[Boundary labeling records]
--------------------------------------------------

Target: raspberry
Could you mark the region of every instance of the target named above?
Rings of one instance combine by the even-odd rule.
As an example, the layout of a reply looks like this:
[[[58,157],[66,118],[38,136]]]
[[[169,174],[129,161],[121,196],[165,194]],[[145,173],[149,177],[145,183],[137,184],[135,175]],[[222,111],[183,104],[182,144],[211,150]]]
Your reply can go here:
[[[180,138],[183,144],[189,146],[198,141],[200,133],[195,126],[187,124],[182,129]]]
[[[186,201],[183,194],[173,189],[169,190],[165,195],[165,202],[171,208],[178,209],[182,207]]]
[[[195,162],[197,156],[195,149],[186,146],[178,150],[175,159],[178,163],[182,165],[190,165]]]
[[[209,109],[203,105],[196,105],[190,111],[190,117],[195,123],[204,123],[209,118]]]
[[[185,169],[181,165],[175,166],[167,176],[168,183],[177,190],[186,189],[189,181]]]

--------------------------------------------------

• What is required: Please duplicate the records above line for line, changing nothing.

• Exercise response:
Target: raspberry
Could you mark the region of every instance of the target named above?
Rings of one instance combine by the even-odd rule.
As an example, the layout of a reply looks like this:
[[[58,157],[66,118],[38,136]]]
[[[169,174],[129,161],[121,196],[165,194]],[[145,173],[149,177],[145,183],[137,184],[135,175]],[[222,111],[183,104],[182,144],[211,150]]]
Your reply can go here:
[[[180,138],[183,144],[189,146],[198,141],[200,133],[195,126],[187,124],[182,129]]]
[[[186,201],[183,194],[173,189],[169,190],[165,195],[165,202],[171,208],[178,209],[182,207]]]
[[[195,162],[197,156],[195,149],[186,146],[178,150],[175,159],[178,163],[182,165],[190,165]]]
[[[209,109],[203,105],[196,105],[190,111],[190,117],[195,123],[204,123],[209,118]]]
[[[185,169],[181,165],[175,166],[167,176],[168,183],[177,190],[186,189],[189,181]]]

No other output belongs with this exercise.